• _Required tasks_
(1) Please answer these about the ZFS forum thread, each in a short line:
(a) What happened when tarkhil ran the zpool import recovery command?
(b) What does diizzy suggest might be wrong?
(c) Which pull request does the GitHub quote say fixed the issue?
(2) Continue the ZFS forum thread from its last line.

• _Page extract_
Start of Block
UPD2. Looks like I've hit https://github.com/openzfs/zfs/issues/12559 and this issue is not in kernel yet. So beware of zstd!


----------



## tarkhil (Dec 28, 2021)

Attempt to recover with 
`zpool import -R /mnt -o readonly -f -N -FX  iile`

resulted in panic. However, zdb -l shows some pretty alive uberblock. Looking for help from ZFS developers.


----------



## grahamperrin@ (Dec 28, 2021)

`zfs --version`
`sysrc -f /boot/loader.conf zfs_load openzfs_load`

Also, maybe not directly relevant at the moment, but always good to know: 

`uname -aKU`


----------



## diizzy (Dec 28, 2021)

One of your drives seems dead?


----------



## grahamperrin@ (Dec 28, 2021)

tarkhil said:


> … like I've hit https://github.com/openzfs/zfs/issues/12559 and this issue is not in kernel yet. …



From GitHub there:



> … fixed in PR #12177. …



– _Livelist logic should handle dedup blkptrs #12177_

<https://cgit.freebsd.org/src/commit/?id=86b5f4c121885001a472b2c5acf9cb25c81685c9> (2021-06-07)



> Livelist logic should handle dedup blkptrs



<https://github.com/freebsd/freebsd-src/commit/86b5f4c121885001a472b2c5acf9cb25c81685c9> shows the commit in _main_.
End of Block
• _Given entries_
Start of Block
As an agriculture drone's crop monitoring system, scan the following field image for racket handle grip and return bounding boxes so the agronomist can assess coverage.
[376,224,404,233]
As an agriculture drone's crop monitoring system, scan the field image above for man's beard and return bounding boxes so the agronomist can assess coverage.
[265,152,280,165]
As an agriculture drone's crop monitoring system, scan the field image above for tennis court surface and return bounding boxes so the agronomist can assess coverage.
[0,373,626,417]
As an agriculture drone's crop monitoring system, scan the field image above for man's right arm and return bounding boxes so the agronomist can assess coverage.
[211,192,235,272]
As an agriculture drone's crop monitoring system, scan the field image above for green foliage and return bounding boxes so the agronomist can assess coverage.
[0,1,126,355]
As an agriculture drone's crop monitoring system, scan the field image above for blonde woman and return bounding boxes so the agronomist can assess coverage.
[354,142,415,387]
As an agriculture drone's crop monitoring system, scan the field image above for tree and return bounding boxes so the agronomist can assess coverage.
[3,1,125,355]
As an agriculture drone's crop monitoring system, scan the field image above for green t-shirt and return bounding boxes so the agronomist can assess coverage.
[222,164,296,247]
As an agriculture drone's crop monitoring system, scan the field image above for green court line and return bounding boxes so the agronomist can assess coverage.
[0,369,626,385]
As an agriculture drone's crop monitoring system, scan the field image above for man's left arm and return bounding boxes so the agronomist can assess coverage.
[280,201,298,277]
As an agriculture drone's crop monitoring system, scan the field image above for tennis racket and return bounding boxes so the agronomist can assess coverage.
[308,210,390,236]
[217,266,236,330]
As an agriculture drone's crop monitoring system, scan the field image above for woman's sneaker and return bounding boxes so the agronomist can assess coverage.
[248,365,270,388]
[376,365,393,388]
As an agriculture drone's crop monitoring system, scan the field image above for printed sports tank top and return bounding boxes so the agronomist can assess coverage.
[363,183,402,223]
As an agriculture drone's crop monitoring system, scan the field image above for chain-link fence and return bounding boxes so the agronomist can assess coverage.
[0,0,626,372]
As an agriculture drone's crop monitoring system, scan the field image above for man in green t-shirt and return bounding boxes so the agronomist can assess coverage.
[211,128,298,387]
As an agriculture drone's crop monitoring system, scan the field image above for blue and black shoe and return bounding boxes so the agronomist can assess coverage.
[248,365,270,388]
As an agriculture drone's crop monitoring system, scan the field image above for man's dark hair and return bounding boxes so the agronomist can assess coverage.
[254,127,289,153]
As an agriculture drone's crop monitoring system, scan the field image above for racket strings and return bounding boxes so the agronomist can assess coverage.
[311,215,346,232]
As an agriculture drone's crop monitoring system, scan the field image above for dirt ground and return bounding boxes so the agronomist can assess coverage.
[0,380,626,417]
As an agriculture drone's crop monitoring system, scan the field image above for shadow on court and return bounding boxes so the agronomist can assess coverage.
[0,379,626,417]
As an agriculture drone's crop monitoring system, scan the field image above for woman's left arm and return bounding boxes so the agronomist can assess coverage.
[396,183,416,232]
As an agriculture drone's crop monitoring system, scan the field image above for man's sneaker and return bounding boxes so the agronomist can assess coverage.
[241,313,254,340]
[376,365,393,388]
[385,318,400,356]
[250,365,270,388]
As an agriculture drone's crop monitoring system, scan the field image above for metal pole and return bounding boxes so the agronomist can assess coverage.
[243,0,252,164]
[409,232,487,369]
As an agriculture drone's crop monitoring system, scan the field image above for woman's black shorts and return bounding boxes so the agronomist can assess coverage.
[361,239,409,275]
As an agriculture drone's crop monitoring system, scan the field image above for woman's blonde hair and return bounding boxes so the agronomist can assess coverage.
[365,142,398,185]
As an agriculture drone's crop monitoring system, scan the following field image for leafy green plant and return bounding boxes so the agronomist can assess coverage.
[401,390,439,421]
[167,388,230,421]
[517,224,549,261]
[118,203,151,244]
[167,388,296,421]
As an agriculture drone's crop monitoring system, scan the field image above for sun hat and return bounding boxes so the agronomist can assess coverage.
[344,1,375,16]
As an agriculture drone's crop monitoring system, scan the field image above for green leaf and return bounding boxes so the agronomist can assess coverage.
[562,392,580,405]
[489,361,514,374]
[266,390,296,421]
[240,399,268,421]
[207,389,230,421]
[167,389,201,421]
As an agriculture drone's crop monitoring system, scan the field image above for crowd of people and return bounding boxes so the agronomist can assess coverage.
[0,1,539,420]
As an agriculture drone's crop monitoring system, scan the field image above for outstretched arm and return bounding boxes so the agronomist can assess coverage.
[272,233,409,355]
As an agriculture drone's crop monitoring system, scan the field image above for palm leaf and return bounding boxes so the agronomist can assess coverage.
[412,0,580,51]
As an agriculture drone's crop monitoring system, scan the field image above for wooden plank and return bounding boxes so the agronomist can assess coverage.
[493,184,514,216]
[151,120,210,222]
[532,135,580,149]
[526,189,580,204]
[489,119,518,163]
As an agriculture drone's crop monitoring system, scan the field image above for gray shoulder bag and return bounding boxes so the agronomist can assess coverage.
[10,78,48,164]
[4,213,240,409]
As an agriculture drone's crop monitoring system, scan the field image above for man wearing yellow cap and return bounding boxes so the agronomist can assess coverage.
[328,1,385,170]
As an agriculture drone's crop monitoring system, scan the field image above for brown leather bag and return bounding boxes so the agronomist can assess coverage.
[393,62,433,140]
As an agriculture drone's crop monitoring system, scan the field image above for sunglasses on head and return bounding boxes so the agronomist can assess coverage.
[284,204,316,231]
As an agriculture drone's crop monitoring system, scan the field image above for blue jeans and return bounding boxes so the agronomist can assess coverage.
End of Block
• _Results_
(1)
(a) It resulted in a panic.
(b) One of the drives seems dead.
(c) PR #12177.

(2)
<https://forums.freebsd.org/posts/536019> tarkhil mentioned _13.0RC1_, forum searches find no mention of STABLE or CURRENT so let's assume:

13.0-RELEASE in this case
patch level not yet known
<https://bokut.in/freebsd-patch-level-table/#releng/13.0>


----------



## ralphbsz (Dec 28, 2021)

Recover the data? Theoretically perhaps, practically difficult. Not without developers with internals knowledge. That becomes a tradeoff between the value of the data, and the value of the time of a developer.

How did this happen? What kernel / ZFS version were you running when it happened? Did you have dedup and/or compression enabled? Were you creating/destroying datasets? This kind of information is useful for two reasons: (a) to help people identify what could be the root cause (which bug, which hardware failure), which might help you avoid the problem in the future; (b) to help others deciding how to run their system. For example, if you found this problem in FreeBSD version 314-PI, then I might decide to instead run version 2718-E. Or I might avoid using "squish" compression, and use "stomp" instead.


----------



## blind0ne (Dec 28, 2021)

Really, why I always hear "don't use software raid's", after such posts the "scare" is much more larger. On the other hand heard about few projects that already few decades or less running zfs and are fine as far as I "checked".
Don't know how lucky or smart you should be to run both variants, hope 'op' won't lost data.


----------



## grahamperrin@ (Dec 29, 2021)

ralphbsz said:


> … avoid the problem …



There's discussion of avoidance in two or more of the issues in GitHub.


----------



## tarkhil (Dec 29, 2021)

diizzy said:


> One of your drives seems dead?


Long ago, that's not THE problem.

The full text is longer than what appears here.